--- begin SUPPLIED DATA ---
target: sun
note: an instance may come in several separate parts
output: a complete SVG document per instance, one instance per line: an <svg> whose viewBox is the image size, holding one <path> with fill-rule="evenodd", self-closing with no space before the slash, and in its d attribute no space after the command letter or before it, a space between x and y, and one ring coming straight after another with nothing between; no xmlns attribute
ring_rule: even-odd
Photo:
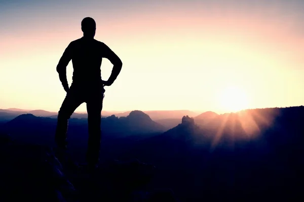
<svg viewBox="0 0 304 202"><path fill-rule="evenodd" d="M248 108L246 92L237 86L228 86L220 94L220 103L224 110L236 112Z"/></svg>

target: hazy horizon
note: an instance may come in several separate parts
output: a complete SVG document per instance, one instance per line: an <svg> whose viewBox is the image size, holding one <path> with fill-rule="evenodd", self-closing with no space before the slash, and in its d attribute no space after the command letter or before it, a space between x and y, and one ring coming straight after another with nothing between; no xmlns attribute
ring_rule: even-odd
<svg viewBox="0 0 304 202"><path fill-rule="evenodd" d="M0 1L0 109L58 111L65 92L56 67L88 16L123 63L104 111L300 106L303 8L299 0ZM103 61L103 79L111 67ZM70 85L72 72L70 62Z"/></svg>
--- end SUPPLIED DATA ---
--- begin SUPPLIED DATA ---
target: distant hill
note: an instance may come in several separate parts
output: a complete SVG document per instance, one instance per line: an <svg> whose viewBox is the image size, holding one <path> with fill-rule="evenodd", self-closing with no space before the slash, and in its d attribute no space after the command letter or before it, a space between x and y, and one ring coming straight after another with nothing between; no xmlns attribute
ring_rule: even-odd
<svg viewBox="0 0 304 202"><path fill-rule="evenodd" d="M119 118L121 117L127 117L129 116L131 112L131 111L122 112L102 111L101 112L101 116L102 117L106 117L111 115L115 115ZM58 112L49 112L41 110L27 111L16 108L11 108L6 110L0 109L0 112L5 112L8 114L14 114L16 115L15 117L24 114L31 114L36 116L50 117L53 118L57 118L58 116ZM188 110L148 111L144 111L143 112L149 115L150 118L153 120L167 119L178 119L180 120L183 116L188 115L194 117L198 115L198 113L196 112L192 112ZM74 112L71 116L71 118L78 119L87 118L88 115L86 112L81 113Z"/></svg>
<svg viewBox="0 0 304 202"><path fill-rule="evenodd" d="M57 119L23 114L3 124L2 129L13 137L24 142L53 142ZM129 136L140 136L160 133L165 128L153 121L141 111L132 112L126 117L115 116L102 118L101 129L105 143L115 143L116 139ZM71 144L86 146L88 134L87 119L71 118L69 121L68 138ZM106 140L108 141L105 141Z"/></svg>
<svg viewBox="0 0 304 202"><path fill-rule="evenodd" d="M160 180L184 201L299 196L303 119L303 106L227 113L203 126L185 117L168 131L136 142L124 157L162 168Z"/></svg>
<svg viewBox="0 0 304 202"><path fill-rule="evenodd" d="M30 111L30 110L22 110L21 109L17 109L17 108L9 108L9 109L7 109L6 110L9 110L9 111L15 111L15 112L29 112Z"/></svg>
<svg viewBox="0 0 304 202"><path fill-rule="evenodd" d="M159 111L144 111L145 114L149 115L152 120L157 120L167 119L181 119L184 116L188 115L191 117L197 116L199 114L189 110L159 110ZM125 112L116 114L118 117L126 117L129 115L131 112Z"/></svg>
--- end SUPPLIED DATA ---
--- begin SUPPLIED DATA ---
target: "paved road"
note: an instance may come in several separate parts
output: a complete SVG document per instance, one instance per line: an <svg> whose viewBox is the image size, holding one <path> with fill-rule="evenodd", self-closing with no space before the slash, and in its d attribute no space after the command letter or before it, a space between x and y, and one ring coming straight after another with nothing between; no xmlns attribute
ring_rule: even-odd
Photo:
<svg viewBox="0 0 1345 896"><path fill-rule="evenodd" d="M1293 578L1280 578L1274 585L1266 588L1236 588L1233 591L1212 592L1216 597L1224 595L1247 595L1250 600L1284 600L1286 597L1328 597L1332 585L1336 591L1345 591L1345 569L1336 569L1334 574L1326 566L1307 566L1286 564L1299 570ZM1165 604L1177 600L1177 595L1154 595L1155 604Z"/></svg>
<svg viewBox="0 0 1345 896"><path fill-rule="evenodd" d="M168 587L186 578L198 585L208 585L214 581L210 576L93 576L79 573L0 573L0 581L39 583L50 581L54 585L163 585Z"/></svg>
--- end SUPPLIED DATA ---
- **PROBLEM TO SOLVE**:
Convert the lines from the one containing "target: hazy horizon" through the one containing "1L0 109L58 111L65", both included, into a JSON list of strings with one string per line and no blank lines.

- **CORRECT OUTPUT**:
[
  "target: hazy horizon",
  "note: an instance may come in several separate parts",
  "output: a complete SVG document per instance, one instance per line: an <svg> whose viewBox is the image size, holding one <path> with fill-rule=\"evenodd\", self-closing with no space before the slash, and in its d attribute no space after the command letter or before it, a space between x and y, and one ring coming straight after another with nothing between; no xmlns attribute",
  "ring_rule: even-odd",
  "<svg viewBox=\"0 0 304 202\"><path fill-rule=\"evenodd\" d=\"M0 1L0 109L58 111L65 92L56 67L88 16L123 63L104 111L300 106L303 8L299 0ZM103 61L103 79L111 67ZM70 85L72 72L70 62Z\"/></svg>"
]